▶ THE TASKS
1) In the passage about the PACE color test, what does the acronym PACE stand for?
2) Continue the passage about the PACE color test, picking up after its last sentence.

▶ TEXT SECTION
+++++

It's Good To Have The Blues

While preparing for an all-day wireframe presentation, a client asked us to take the PACE (Personality, Attitude & Career Enhancement) test and suggested we share our “colors” prior to the meeting. Since we expected eight attendees, it was helpful to know who the Red, Blue, Green and Yellow folks were in the room so we could better analyze and understand everyone’s comments, feedback and suggestions relative to the client’s expectations around their new website features and functionality. Having a good balance of colors in the room would allow us to be more productive and understand why someone was commenting on something in a particular way, etc. After going through this exercise, there was more understanding when someone was either dominating the room, out of control with ideas, too rules-oriented and concerned with timing, or didn’t have an opinion because they were too worried about everyone else’s feelings. There was a lot of…”oh <enter name here>, there’s that <enter color here> coming out.” By reinforcing that our colors were the reason behind our actions, emotions and responses, it instantly eased the room and no one felt personally attacked. It turned out to be a very productive meeting.

+++++

▶ STORED RECORDS
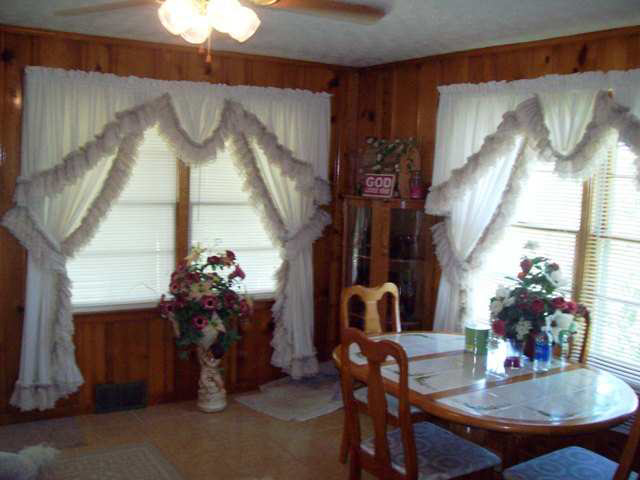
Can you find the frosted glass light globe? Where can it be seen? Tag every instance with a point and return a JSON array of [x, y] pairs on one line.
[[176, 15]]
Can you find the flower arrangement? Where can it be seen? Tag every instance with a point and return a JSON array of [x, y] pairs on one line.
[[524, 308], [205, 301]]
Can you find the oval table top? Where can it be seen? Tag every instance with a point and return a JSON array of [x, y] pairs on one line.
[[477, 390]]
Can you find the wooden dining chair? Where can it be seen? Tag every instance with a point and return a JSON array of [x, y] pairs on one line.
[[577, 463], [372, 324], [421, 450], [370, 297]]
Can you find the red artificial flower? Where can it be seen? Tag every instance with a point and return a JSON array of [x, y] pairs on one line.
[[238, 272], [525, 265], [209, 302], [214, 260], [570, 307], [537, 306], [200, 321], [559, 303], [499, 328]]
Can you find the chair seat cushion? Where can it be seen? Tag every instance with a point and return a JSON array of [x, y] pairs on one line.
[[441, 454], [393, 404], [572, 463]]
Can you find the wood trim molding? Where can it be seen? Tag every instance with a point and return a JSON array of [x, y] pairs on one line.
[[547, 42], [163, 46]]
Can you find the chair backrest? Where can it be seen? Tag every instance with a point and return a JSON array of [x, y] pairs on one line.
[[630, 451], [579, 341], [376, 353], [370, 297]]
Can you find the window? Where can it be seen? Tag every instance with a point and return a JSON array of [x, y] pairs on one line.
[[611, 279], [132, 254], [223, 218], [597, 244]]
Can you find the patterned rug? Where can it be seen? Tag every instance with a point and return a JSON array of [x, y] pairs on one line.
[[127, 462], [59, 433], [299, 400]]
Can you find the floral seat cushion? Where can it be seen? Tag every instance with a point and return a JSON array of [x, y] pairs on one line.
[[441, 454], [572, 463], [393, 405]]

+++++

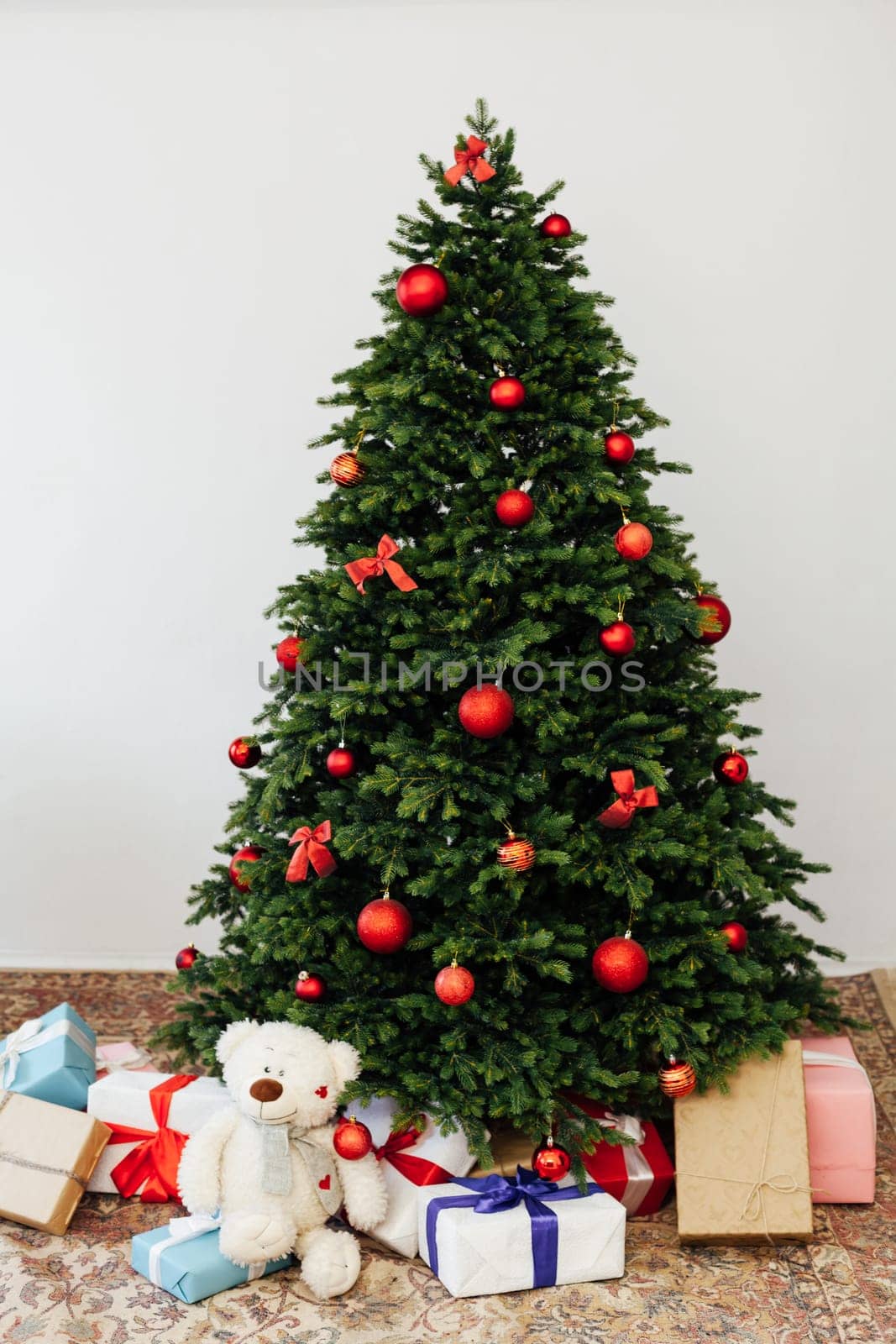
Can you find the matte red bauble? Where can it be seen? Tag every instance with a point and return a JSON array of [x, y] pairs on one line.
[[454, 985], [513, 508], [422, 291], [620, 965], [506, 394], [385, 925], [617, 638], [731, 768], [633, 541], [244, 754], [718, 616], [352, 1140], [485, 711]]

+++++

▶ PER-TASK ANSWERS
1) Personality, Attitude & Career Enhancement

2)
What do the colors mean?
Red – Adventure
Reds tend to be more concerned about what’s happening right now than in the future. Adventurous hobbies, impulsive behavior, if it isn’t fun – forget it! Generous, sharing, helpful. Waiting is unacceptable. They’re often bored and restless. Naturally competitive, witty and charming.

Yellow – Responsibility
Yellows are loyal, dependable, punctual, trustworthy and they know that everyone else should be too. Structure and order are very important. They establish and maintain institutions. Yellows are the backbone of a stable social system. Yellows resist change and see hierarchy as essential to society, the company, the family.

Blue – Harmony
Blues see the possibilities in others, and in themselves. They are highly creative and constantly growing. Uniqueness is important, yet they can shift identities to fit the situation. Life is a search for meaning. Warmth and compassion flow easily and with sincerity. Devoted friends, blues love to talk, share and help.

Green – Curiosity
Greens want to know all there is to know about everything. They like to analyze, study, invent, investigate and explore. Nonconforming and independent, they tend to appear calm, cool, and collected most of the time. The worse situation for a green is to appear unintelligent. They love abstractions and solvable puzzles.

So, what color am I?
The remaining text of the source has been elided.